Task description: Copy every line of the records that includes the word "below".

### Data extract ###

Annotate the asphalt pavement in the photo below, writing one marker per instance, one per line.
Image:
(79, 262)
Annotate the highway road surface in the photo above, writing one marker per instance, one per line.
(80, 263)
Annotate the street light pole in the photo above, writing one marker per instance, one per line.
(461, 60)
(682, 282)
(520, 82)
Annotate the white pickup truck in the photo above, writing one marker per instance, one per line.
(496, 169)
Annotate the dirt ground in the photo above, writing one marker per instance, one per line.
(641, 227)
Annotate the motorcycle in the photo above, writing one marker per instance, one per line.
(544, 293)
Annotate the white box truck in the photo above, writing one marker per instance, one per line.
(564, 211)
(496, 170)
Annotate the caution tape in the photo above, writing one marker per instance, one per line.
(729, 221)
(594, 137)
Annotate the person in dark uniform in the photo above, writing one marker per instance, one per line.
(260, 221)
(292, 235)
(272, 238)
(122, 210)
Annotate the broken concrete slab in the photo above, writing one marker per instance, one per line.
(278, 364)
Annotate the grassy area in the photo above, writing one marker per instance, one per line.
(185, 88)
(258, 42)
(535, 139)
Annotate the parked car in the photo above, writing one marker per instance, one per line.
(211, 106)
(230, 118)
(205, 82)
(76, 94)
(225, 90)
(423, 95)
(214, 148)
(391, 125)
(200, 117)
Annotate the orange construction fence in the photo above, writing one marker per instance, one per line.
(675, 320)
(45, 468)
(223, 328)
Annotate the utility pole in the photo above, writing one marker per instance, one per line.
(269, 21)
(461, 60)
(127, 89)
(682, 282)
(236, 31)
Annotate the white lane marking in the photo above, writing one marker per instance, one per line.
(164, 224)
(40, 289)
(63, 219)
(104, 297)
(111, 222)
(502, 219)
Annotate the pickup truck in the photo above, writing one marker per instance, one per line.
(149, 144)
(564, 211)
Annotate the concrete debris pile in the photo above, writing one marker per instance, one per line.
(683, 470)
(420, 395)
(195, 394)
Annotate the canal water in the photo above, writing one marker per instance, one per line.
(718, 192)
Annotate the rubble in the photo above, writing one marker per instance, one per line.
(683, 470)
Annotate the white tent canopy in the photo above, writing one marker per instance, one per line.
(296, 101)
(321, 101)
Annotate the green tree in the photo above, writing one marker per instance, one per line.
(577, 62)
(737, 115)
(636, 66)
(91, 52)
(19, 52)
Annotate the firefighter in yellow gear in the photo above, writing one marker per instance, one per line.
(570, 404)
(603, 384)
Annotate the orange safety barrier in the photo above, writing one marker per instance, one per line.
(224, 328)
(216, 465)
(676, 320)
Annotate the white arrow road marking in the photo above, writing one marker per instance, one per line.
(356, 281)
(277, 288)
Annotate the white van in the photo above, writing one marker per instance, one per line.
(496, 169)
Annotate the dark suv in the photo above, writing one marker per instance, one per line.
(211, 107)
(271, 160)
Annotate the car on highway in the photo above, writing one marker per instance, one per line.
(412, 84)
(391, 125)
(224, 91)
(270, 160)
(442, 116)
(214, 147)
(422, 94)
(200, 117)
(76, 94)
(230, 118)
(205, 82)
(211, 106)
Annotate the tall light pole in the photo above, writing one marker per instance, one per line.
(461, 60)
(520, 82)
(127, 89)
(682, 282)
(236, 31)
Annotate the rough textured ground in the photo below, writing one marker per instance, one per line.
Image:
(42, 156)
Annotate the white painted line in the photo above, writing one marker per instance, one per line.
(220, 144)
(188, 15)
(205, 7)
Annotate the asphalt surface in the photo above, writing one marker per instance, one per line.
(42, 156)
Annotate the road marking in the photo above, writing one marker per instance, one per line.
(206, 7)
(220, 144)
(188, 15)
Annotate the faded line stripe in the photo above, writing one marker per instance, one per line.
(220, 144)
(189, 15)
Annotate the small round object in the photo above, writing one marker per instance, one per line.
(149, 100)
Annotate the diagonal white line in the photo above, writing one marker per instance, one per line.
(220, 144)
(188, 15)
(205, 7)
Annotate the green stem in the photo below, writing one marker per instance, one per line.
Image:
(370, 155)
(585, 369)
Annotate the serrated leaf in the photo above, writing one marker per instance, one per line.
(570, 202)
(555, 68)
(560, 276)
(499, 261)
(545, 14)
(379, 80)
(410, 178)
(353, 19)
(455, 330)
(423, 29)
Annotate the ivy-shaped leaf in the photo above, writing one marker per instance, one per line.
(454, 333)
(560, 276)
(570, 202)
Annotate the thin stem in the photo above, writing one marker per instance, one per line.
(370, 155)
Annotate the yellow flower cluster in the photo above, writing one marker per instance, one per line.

###

Reply:
Annotate the asphalt pavement in the photo below, writing one marker per instance, one per line.
Annotate the rough textured ground in the photo below, writing one marker per instance, one per line.
Annotate the green stem in the photo below, writing one marker per instance, one per line.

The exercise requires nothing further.